Translate this sentence from the passage below about Tom Cruise and Scientology into Spanish: "Some church members have been banished to Happy Valley for years."

• _Given passage_:
((

Cruise continued to rise within the church, and when at international headquarters in Riverside, Calif., he stayed in the guesthouse that once belonged to L. Ron Hubbard. When Cruise got food poisoning there, the chef was banished to the nearby "Happy Valley." Nominally the church's "rehab center," ex-Scientologists maintain that severe physical and mental abuse is meted out there, according to the book. Some church members have been banished to Happy Valley for years. Others are so cut off from society that they have no idea who the president of the United States is. One insurrectionist was forced to clean a bathroom floor using only his tongue (Scientology denies such allegations).

Cruise, meanwhile, was more enmeshed than ever. He was tasked with mentoring a young member, a 16-year-old named Marc Headley, which involved Cruise tutoring him to command an ashtray to balance on its side. The point of such an exercise? "You learn," said Headley, "that if you don't do what they say, they'll just ask the same questions 5 million times."

Now more than ever, the Church of Scientology was the most important thing in Tom Cruise's life. He wasn't just a movie star. He was a transformational leader in a church that claims 8 million members globally, a religious figure with true moral authority and the power to save the planet. Cruise came to believe he had special powers, that he was more equipped to helping a woman suffering postpartum depression than the medical establishment, that addicts would be better off consulting him than in rehab.

Miscavige encouraged Cruise's grandiosity. Marty Rathbun said that Miscavige told Cruise that they were among a select group of chosen ones, "big beings" who were destined to meet up with LRH on a planet called "Target Two."

Cruise used his celebrity to lobby Bill Clinton and ex-British Prime Minister Tony Blair in pursuit of tax breaks for the church, which ex-members say has at least $1 billion in holdings.

Cruise was elated yet distracted by more earthly concerns. He was openly complaining about his lack of a girlfriend, and so once again Miscavige tasked church members with solving this problem. Cruise himself held auditions at the Celebrity Centre, under the guise of casting for his next "Mission: Impossible" film. On his list: Lindsay Lohan, Jessica Alba, Kate Bosworth, Scarlett Johansson and Jennifer Garner, whom he found the most compelling.

Also on his list: Katie Holmes. Researchers on the search for Cruise's next wife had come across a profile of Holmes, in which she spoke of a childhood crush on him.

))

• _Extracted data_:
((

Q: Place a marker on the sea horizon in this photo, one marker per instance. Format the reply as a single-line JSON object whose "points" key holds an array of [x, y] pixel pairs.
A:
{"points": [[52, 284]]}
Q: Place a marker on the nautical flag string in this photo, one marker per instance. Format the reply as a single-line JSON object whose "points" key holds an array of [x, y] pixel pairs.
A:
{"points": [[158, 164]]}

))

• _Solution for this exercise_:
Algunos miembros de la iglesia han sido desterrados a Happy Valley durante años.